## Directive
Render every line of the entries below as a JSON list of strings, one string per line, leaving out blank lines and the pictures.

------ Supplied material

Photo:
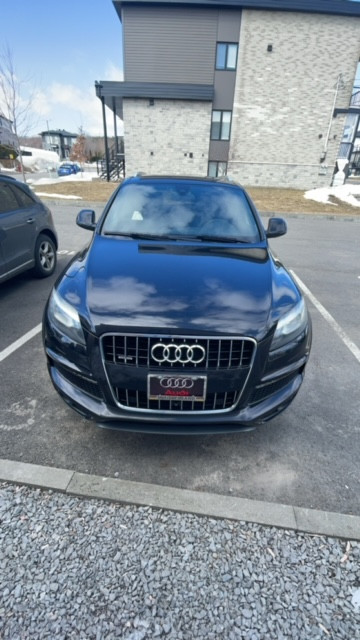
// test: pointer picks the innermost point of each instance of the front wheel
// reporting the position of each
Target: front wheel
(45, 257)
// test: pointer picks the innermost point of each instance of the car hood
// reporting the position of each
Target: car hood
(184, 286)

------------

## Written reply
[
  "Photo:",
  "// test: pointer picks the innermost point of each instance of the front wheel",
  "// reporting the position of each",
  "Target: front wheel",
  "(45, 257)",
  "// test: pointer picks the innermost point of each instance of the car hood",
  "// reporting the position of each",
  "Target: car hood",
  "(184, 286)"
]